#### Required work
Write these lines as a JSON list of strings, one string per line and no blank lines. Begin at the line that has "Task: locate the dark background" and stop after the line that has "column 195, row 110".

Stored items from a collection:
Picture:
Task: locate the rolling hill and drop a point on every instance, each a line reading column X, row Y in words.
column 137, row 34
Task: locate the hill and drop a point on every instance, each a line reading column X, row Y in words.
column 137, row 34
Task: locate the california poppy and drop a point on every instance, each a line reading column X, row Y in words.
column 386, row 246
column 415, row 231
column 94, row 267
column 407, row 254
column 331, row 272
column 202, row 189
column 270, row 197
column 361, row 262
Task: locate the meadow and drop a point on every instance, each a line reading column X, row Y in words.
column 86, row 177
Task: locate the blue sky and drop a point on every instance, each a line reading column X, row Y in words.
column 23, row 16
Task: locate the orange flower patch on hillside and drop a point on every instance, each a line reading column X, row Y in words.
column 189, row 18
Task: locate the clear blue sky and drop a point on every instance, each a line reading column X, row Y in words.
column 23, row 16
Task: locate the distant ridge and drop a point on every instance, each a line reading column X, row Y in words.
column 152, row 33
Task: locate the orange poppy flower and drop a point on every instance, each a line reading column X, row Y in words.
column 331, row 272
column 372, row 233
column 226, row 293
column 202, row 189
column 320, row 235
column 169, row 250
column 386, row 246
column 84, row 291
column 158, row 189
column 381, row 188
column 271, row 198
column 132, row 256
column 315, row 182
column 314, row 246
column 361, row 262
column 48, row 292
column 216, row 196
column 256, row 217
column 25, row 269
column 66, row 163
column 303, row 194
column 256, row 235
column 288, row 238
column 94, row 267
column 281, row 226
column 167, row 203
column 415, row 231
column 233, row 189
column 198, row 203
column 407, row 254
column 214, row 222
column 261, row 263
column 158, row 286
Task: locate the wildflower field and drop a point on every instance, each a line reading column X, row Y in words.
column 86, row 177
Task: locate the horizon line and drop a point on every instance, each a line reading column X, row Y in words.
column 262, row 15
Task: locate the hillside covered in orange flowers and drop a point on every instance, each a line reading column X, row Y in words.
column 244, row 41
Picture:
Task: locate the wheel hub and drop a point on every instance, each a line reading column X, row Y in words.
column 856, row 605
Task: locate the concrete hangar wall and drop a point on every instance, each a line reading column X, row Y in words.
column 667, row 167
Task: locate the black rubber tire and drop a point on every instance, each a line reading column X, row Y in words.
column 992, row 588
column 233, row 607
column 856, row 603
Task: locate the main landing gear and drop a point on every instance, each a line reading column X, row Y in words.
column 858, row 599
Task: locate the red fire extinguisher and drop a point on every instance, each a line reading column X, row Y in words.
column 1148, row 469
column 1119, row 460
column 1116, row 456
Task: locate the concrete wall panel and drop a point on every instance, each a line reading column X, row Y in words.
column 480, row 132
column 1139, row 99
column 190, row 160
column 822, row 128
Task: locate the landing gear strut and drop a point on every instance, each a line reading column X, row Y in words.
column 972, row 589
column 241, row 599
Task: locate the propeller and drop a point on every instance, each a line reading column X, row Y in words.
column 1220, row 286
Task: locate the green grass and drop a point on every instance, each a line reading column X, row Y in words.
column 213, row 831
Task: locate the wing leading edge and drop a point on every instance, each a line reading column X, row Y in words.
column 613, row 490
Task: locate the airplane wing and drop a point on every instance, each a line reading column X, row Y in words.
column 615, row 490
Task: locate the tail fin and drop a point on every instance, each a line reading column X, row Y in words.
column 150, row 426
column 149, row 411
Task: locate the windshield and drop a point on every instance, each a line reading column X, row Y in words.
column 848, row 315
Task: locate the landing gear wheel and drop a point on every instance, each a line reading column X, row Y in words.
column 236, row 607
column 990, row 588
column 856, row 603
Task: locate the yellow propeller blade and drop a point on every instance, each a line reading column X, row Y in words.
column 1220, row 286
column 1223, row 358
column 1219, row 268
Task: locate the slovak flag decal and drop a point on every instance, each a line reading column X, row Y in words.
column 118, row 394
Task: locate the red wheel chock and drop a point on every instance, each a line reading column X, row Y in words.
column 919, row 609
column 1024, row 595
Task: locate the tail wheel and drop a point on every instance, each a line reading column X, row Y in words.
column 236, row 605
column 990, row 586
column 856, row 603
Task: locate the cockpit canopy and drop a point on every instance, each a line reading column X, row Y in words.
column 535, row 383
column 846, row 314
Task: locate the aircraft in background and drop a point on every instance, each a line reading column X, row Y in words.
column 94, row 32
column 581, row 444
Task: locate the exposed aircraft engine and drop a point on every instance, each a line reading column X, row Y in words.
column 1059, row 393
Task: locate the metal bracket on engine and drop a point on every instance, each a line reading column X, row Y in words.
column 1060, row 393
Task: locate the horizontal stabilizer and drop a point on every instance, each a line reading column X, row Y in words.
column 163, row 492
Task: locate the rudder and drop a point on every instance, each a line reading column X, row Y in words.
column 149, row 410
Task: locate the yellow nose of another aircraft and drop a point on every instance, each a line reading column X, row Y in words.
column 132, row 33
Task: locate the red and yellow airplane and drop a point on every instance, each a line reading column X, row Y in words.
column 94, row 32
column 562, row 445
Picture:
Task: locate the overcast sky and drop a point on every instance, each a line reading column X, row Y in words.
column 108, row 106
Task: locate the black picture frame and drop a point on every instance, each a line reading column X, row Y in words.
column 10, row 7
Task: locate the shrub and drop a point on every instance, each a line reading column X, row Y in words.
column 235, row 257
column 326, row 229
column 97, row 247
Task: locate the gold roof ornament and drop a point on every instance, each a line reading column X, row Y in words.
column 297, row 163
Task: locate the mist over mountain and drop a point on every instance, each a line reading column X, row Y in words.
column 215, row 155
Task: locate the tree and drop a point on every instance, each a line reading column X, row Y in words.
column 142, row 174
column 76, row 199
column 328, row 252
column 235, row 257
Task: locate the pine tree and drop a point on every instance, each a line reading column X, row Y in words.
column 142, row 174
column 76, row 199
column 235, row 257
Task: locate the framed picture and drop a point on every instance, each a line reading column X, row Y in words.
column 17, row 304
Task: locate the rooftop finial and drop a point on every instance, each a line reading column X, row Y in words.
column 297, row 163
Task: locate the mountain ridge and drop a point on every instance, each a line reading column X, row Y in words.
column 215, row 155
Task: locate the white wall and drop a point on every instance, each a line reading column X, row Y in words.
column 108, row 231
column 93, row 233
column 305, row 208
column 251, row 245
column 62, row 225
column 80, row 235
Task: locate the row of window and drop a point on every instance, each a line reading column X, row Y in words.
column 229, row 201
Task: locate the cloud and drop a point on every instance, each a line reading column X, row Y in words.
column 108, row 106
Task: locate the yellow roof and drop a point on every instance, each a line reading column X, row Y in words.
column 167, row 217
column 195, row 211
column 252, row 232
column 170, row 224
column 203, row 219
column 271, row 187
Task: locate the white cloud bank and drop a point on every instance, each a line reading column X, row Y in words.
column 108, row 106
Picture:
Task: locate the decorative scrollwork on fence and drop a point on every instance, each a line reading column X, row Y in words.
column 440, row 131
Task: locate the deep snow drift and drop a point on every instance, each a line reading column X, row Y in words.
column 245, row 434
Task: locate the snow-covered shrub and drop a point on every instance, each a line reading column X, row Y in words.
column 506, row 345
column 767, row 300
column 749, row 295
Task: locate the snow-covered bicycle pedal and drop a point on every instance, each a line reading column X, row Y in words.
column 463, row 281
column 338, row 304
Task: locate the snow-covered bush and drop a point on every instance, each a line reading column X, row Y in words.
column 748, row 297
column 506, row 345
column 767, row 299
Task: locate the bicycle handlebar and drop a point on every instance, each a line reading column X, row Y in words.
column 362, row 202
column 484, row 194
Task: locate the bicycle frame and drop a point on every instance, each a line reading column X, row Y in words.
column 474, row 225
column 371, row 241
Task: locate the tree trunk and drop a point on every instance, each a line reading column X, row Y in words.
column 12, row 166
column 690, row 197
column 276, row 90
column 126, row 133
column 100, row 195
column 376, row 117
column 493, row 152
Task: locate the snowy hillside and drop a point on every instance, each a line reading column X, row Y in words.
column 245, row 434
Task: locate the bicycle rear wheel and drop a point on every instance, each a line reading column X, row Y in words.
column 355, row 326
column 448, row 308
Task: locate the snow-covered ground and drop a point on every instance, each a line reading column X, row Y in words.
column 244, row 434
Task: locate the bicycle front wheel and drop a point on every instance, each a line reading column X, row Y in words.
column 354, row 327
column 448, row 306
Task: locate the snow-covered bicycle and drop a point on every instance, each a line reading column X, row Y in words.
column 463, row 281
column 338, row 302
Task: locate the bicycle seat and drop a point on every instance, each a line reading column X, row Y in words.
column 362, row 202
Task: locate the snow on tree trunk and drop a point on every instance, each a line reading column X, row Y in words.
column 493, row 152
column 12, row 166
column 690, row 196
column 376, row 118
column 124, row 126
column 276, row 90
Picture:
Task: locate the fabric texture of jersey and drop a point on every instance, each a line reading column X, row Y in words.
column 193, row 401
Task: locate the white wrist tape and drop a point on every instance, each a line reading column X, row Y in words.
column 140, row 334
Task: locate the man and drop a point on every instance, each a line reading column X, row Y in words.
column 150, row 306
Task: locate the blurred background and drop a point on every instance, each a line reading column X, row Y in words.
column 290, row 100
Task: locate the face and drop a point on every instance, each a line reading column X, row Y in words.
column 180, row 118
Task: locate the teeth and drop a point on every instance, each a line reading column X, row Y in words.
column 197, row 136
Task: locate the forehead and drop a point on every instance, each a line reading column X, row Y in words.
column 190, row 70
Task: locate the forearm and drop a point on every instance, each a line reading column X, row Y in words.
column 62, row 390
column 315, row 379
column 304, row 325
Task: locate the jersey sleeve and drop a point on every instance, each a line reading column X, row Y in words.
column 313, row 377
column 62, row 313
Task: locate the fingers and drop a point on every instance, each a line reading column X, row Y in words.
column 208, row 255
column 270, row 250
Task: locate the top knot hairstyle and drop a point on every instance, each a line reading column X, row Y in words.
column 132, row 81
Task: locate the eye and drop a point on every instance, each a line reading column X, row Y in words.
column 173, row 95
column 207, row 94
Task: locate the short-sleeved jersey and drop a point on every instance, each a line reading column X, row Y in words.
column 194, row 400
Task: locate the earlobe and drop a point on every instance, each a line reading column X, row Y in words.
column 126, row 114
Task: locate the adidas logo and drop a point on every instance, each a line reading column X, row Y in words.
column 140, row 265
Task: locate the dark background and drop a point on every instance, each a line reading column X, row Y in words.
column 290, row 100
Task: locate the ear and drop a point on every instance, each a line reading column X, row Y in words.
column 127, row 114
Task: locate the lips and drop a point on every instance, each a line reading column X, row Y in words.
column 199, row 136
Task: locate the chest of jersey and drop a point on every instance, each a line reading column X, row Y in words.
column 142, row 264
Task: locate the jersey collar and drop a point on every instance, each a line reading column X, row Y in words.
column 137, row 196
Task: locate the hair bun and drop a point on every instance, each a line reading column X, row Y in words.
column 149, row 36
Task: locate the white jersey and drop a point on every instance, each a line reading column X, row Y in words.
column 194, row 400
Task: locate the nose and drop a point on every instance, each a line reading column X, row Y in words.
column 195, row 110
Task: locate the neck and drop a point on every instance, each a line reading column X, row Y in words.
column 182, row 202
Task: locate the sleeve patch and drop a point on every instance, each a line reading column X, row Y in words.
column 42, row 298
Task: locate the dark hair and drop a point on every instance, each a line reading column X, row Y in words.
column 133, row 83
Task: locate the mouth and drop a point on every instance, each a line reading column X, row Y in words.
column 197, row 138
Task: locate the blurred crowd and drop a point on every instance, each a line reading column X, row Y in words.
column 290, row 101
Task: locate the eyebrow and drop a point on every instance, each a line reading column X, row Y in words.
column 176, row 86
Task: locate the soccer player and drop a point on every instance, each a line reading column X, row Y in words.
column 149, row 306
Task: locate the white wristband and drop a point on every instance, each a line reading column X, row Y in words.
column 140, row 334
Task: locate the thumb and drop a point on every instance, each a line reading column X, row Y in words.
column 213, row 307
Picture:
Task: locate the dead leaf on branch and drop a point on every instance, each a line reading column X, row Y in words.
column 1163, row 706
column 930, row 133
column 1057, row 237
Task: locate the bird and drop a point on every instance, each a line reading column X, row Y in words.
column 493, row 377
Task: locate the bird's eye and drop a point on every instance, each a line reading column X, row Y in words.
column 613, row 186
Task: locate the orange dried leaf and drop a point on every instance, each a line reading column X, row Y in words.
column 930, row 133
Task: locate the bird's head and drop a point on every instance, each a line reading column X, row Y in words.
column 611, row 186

#### Exercise result
[
  "Task: locate the dark background and drop a point on every instance, each a line reading column X, row Y in words.",
  "column 290, row 100",
  "Task: locate the ear and drop a point on every instance, each a line reading column X, row Y in words.",
  "column 127, row 114",
  "Task: locate the lips and drop a point on every instance, each a line reading column X, row Y in words.",
  "column 199, row 136",
  "Task: locate the chest of jersey and drop a point on every instance, each a line reading column X, row Y in words.",
  "column 142, row 264",
  "Task: locate the jersey collar and drop a point on every instance, each a line reading column X, row Y in words.",
  "column 137, row 196",
  "Task: locate the hair bun and drop a point on every instance, each a line reading column X, row Y in words.",
  "column 149, row 36",
  "Task: locate the white jersey and drop a point on every instance, each a line reading column X, row Y in words.",
  "column 194, row 400",
  "Task: locate the nose and drop a point on every instance, each a line reading column X, row Y in words.",
  "column 195, row 110"
]